Position annotation records:
^^^^^^^^^^^^^^^^

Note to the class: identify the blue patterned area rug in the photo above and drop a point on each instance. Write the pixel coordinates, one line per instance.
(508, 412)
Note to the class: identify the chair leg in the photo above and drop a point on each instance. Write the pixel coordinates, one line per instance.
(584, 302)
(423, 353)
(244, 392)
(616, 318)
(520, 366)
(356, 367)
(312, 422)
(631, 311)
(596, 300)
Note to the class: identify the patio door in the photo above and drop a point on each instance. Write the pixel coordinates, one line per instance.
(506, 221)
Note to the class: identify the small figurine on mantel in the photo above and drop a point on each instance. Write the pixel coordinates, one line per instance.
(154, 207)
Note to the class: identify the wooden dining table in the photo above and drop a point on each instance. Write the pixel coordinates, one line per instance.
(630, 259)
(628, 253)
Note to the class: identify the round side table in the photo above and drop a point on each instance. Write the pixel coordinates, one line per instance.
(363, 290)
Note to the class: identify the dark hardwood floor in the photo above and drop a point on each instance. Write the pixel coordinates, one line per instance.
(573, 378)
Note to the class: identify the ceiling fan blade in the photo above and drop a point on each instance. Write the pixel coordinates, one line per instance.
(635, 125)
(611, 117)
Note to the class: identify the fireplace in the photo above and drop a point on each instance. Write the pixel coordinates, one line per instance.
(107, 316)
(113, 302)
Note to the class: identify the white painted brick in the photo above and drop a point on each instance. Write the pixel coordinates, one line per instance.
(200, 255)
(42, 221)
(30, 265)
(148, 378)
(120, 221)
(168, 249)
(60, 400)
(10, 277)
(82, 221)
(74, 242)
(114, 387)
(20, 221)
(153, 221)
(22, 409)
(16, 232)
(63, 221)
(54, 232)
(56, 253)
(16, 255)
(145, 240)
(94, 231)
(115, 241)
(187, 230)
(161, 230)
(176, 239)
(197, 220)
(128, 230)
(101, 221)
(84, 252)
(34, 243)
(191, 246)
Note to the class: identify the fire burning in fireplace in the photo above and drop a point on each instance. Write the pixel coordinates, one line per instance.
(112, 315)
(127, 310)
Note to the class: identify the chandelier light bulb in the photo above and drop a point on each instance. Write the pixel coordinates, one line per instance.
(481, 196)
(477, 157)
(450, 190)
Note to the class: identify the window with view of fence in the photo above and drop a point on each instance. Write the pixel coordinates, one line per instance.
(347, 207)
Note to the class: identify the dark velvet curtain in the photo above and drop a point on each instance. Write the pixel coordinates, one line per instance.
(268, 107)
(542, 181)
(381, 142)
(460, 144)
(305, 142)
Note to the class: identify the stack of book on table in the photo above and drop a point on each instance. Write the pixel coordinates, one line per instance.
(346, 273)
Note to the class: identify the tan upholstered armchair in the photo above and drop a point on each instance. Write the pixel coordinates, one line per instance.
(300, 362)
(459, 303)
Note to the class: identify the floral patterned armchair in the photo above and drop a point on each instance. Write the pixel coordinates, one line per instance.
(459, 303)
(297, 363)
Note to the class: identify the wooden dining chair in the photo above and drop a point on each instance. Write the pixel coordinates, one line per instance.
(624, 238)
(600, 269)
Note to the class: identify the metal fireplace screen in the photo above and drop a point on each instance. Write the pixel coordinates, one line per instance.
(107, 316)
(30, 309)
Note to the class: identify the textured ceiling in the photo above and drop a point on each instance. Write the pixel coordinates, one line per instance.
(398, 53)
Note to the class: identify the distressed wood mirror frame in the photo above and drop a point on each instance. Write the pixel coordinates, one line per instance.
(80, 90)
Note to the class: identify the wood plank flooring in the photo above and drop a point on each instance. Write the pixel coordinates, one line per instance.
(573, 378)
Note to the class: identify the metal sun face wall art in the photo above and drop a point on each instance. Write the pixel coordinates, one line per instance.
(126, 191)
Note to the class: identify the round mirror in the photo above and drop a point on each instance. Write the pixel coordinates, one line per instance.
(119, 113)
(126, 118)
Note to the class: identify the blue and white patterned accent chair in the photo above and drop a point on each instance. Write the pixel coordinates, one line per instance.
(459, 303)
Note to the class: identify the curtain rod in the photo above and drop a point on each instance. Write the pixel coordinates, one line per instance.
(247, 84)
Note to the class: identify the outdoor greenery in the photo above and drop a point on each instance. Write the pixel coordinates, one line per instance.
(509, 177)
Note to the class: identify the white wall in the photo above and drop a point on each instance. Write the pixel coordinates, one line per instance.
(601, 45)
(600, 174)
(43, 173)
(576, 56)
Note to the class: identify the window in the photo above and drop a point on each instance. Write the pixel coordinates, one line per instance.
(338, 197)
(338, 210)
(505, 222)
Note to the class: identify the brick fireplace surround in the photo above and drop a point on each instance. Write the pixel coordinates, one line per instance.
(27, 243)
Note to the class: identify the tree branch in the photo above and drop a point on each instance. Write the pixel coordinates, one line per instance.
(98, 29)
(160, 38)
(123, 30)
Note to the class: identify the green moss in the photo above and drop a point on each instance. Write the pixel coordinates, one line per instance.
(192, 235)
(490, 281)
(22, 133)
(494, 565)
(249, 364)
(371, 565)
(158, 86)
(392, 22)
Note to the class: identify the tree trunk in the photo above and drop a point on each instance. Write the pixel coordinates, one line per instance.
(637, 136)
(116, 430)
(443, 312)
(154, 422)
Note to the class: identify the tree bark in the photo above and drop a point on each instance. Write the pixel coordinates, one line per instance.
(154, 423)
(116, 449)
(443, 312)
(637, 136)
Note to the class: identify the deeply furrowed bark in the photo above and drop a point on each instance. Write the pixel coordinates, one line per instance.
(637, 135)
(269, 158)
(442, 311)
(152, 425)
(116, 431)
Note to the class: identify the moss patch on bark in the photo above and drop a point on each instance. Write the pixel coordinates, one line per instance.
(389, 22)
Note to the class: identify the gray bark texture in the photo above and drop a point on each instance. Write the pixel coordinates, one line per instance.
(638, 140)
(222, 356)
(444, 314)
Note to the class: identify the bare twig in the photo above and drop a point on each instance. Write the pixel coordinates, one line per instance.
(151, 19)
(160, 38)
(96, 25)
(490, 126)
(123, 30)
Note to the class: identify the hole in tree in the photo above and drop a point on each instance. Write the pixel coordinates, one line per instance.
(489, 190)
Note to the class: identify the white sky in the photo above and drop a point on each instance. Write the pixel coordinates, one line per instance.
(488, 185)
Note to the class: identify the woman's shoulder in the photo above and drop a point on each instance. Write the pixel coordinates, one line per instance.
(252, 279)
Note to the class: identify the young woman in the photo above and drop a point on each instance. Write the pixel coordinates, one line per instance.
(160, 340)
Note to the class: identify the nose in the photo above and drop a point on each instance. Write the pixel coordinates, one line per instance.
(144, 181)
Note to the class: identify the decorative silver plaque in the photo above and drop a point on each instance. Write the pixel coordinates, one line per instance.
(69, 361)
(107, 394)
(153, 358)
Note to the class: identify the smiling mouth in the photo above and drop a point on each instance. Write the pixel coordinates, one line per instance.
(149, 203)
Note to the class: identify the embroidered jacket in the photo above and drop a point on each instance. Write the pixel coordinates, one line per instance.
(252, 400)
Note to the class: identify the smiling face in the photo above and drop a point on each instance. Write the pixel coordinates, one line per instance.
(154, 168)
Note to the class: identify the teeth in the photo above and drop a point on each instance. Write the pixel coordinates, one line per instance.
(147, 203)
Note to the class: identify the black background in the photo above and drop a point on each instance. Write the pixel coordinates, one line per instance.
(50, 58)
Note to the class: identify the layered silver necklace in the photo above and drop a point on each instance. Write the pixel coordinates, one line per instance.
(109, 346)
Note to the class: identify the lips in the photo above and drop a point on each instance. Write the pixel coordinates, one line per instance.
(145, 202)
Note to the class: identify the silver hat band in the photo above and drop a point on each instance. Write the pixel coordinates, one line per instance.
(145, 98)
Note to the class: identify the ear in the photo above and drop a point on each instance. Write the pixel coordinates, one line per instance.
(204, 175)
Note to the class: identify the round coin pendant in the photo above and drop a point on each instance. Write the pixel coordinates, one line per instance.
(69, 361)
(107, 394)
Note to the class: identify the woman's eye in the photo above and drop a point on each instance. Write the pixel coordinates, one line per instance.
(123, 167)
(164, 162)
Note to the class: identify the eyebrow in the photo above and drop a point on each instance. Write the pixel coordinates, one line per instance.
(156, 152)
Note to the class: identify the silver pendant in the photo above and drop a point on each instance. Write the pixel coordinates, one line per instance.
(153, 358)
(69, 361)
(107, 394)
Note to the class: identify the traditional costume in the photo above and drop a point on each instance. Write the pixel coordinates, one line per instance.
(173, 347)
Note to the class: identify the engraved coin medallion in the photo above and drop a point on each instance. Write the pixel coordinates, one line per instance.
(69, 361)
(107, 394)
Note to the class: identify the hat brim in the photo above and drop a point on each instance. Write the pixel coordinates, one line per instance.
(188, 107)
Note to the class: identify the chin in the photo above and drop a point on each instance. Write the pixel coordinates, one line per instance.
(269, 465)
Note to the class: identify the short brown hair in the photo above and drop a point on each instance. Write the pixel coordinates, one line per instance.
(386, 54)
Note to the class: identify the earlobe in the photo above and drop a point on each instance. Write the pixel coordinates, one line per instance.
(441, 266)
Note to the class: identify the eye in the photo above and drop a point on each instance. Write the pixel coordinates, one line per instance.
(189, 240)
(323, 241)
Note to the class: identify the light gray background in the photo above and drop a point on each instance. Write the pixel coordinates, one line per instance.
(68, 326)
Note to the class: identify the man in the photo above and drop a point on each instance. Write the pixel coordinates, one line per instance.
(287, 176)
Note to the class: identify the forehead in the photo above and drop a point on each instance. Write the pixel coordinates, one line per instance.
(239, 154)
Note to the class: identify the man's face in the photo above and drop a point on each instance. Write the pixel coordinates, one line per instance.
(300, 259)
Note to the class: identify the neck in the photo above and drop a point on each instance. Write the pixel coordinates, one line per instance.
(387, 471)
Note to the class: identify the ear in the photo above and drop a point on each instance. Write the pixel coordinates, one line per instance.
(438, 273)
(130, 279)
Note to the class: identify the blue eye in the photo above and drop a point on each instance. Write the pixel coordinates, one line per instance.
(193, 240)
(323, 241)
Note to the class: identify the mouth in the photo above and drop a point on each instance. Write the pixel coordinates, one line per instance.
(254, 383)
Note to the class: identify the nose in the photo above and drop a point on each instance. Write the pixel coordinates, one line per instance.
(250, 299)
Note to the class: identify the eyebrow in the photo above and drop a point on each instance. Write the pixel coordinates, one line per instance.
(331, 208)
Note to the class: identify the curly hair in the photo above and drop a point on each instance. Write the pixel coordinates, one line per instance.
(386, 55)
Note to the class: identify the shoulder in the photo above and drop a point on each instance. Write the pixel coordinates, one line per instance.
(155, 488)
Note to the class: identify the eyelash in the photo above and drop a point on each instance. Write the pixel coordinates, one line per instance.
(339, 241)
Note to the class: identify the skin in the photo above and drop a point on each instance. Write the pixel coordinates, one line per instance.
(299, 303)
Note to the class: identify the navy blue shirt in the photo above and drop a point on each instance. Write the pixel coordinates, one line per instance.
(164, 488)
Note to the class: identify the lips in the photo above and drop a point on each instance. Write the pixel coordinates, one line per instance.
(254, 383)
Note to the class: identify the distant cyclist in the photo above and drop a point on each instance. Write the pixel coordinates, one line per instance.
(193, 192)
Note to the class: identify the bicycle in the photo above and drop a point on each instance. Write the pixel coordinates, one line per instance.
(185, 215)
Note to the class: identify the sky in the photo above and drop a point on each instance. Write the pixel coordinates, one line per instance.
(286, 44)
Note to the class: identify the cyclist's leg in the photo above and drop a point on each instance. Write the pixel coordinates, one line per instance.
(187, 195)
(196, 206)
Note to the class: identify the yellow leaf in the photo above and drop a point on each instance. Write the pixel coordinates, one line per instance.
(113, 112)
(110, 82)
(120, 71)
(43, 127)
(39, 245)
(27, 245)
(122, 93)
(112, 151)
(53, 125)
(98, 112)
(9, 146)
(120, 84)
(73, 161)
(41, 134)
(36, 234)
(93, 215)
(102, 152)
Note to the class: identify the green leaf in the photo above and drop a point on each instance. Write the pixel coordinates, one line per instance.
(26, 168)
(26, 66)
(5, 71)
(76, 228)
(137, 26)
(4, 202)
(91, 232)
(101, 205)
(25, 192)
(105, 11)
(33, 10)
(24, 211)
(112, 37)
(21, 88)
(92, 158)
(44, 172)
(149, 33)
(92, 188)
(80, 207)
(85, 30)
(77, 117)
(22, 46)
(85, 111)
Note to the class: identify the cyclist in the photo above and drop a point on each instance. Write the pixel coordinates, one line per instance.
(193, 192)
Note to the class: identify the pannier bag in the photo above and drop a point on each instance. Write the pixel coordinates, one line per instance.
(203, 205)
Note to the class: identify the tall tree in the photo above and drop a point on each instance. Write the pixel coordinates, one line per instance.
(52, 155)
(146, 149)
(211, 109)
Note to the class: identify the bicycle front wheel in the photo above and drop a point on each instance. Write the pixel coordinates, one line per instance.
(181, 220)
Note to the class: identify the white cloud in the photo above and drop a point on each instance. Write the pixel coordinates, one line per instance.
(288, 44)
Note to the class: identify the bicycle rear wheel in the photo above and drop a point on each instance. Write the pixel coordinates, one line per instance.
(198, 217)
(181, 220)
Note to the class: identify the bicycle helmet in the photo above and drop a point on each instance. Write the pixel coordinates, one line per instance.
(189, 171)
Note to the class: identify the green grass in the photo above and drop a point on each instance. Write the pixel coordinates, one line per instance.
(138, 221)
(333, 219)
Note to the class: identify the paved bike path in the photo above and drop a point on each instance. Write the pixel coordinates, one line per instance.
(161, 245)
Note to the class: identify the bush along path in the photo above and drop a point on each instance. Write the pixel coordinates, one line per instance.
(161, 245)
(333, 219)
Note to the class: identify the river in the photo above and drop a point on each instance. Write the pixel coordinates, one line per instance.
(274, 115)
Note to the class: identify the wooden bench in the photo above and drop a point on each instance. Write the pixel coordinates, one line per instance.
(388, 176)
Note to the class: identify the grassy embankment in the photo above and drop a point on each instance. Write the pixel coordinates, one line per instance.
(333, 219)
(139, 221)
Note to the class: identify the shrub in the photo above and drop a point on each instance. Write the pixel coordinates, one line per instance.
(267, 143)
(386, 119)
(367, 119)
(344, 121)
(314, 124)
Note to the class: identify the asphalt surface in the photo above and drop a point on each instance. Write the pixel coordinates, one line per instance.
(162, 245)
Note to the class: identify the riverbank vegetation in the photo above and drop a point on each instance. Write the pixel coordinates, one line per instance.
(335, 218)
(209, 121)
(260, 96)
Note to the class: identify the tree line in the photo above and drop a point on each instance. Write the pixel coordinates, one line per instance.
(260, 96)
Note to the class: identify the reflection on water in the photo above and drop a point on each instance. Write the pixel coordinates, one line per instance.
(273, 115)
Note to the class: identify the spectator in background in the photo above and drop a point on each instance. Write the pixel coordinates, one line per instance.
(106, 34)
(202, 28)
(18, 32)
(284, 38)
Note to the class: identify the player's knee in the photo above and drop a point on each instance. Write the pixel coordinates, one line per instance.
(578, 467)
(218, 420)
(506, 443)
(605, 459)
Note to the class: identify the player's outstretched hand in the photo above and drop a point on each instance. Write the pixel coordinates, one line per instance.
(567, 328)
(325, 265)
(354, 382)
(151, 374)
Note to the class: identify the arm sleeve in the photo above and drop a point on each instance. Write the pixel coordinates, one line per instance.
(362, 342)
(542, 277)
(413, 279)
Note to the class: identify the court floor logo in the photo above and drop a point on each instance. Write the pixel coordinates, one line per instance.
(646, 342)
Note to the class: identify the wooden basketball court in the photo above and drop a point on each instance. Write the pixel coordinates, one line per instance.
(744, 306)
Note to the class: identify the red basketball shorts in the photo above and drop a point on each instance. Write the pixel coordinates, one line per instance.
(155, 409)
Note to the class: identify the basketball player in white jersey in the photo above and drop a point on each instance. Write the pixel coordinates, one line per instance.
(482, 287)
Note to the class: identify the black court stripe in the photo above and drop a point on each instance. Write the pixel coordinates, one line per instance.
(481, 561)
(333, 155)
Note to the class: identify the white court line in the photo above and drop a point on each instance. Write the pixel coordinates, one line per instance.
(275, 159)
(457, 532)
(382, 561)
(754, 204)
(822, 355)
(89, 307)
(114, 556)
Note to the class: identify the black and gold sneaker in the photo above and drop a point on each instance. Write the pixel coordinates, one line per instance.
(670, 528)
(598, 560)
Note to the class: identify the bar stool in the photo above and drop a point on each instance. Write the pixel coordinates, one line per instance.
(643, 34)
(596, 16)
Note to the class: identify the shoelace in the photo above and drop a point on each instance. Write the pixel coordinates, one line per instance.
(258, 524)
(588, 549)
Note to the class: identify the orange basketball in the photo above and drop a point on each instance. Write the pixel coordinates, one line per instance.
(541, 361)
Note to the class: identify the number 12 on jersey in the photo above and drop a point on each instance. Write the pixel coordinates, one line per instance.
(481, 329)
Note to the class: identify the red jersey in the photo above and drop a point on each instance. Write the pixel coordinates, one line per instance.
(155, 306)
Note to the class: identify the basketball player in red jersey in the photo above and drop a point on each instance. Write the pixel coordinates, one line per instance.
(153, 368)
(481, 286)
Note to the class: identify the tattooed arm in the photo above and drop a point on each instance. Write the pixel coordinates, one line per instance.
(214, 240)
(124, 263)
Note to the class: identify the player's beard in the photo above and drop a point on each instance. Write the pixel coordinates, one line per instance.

^^^^^^^^^^^^^^^^

GIVEN REQUEST: Quote exactly and only the lines from the one holding "Note to the class: identify the red jersey" through the end of the data.

WORKED SOLUTION:
Note to the class: identify the red jersey in the photo above and drop a point on each instance. Write the pixel coordinates, one line per instance.
(155, 306)
Note to the class: identify the basketball player in red jersey in the photo above and drop a point on each instance. Write the pixel coordinates, one line per instance.
(153, 368)
(481, 286)
Note to the class: identify the tattooed arm in the photo above and drop a point on each instance. Write the pixel coordinates, one line per instance.
(214, 240)
(124, 263)
Note to the class: identify the player's beard in the photo above and drop a point on each instance. Write the pixel coordinates, one line per instance.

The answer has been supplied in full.